- _Direction A_
Using the maritime lien digest entry, explain in one to three sentences why the court in The Admiral Goodrich found that the fuel oil seller had no lien on the vessel.
- _Direction B_
Summarize the maritime lien digest entry in two sentences.
- _Direction C_
Continue the maritime lien digest entry from the point where it stops.

- _Source extract_
32. Knowledge of authority.-The putative lienor under the Maritime Lien Act of 1910 (Comp. St. §§ 7783-7787), is not bound, whenever he gets an order to supply or serve the ship, to institute an inquiry as to the authority of the person by whom the supplies or services are ordered to bind the ship. The Muskegon (D.C.N.Y.) 275 F. 117, decree affirmed (C. C. A.) 275 F. 348. Testimony by the seller of fuel oil to a vessel that he made no effort to ascertain the ownership of the vessel, because he knew from previous sales that the vessels of that line had been transferred back and forth between several corporations, among which, however, the company ordering the oil was not included, held to show knowledge of facts which imposed on him the duty to inquire into the authority of the latter company to order oil on behalf of the vessel, which inquiry would have revealed that it was a charterer, without authority to bind the vessel, so that the seller had, under Act June 23, 1910, § 3 (Comp. St. § 7785), no lien on the vessel. The Admiral Goodrich (D. C. Wash.) 279 F. 126.

- _Collected material_
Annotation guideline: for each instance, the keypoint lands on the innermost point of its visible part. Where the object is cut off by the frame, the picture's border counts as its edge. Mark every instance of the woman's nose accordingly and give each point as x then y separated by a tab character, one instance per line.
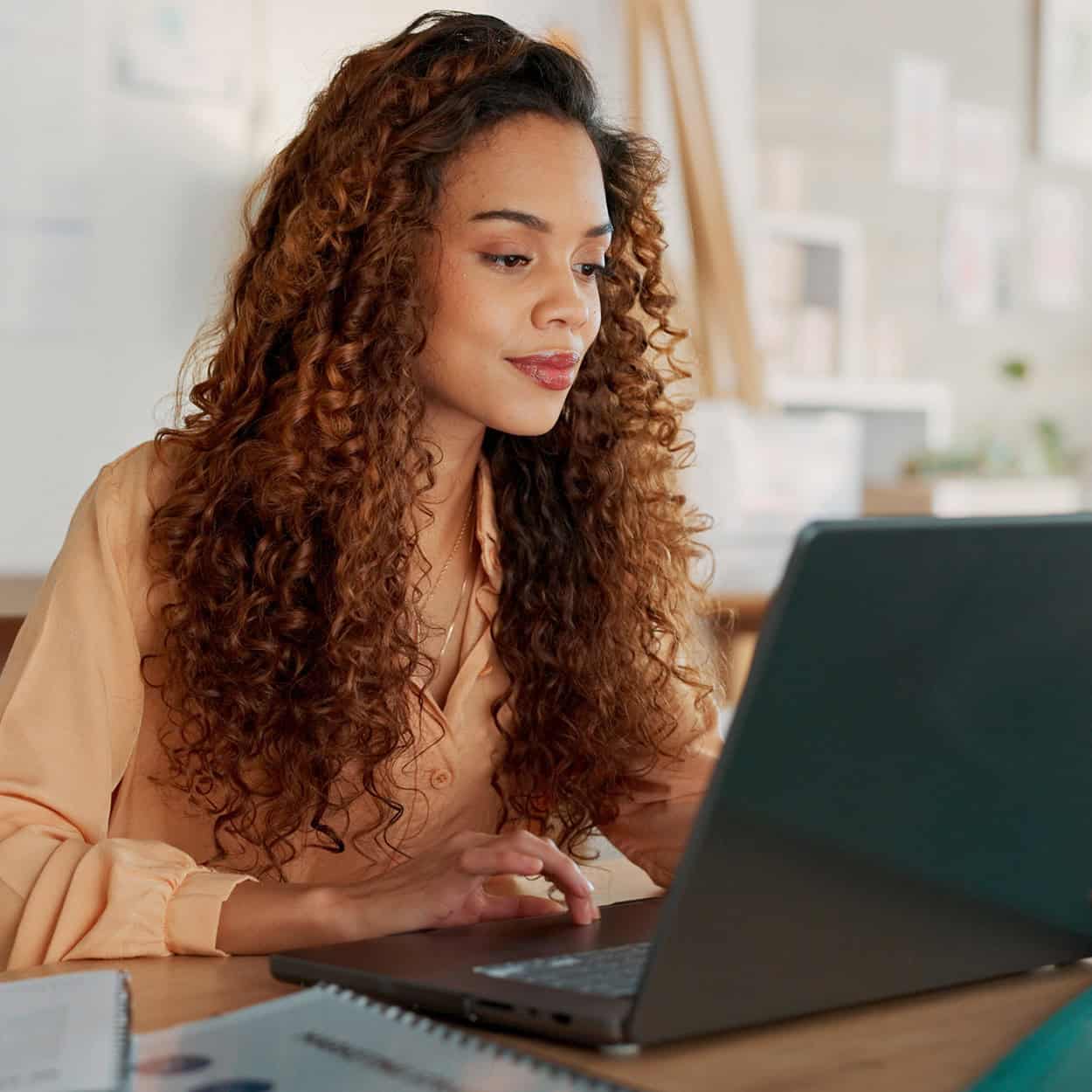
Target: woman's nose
563	302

- _Exercise response A_
The seller's own testimony showed he knew facts that put him under a duty to inquire into the ordering company's authority. That company was not among the corporations he knew the vessels had passed between. Had he inquired, he would have learned it was a charterer without authority to bind the vessel, so under Act June 23, 1910, § 3, he had no lien.

- _Exercise response B_
Under the Maritime Lien Act of 1910, a putative lienor is not bound to look into the authority of whoever orders supplies or services for a ship every time he receives an order, as held in The Muskegon. In The Admiral Goodrich, however, a fuel oil seller who knew facts that imposed a duty to inquire failed to make that inquiry, which would have revealed the ordering company to be a charterer without authority to bind the vessel, so he had no lien.

- _Exercise response C_
Cited without definite application, The Susquehanna (C. C. A. N. Y.) 267 F. 811; The St. Johns (C. C. A. Va.) 273 F. 1005: The Flush (C. C. A. N. Y.) 277 F. 25; The Kalfarli (C. C. A. N. Y.) 277 F. 391; The Eastern (D. C. Mass.) 257 F. 874; The Castor (D. C. N. Y.) 267 F. 608; The Coaster (D, C. Wash.) 273 F. 609; The Angie B. Watson (D. C. Mass.) 274 F. 218; The Oconee (D. C. Va.) 280 F. 927; South Atlantic Dry Dock Co. v. U. S. Shipping Board Emergency Fleet Corporation (D. C. Fla.) 284 F. 723.

DECISIONS APPLICABLE TO § 7785 Construction.-The fact that in Act June 23. 1910, c. 373, §§ 1, 3 (Comp. St. §§ 7783, 7785), the word "order," or "ordering," is used with reference to the supplies for which a maritime lien is given, while in section 2 (Comp. St. § 7784), specifying the persons presumed to have authority from the owner to bind the vessel, the word "procure" is used, does not indicate an intention to give different significance in those sections. The Portland (C. C. A. Cal.) 273 F. 401.

The words "other necessaries," used in this act, under the rule of ejusdem generis, must be limited in their meaning to such things of the general nature of repairs and supplies as are fit and proper for the use of the ship. The Penn (D. C. Pa.) 266 F. 933.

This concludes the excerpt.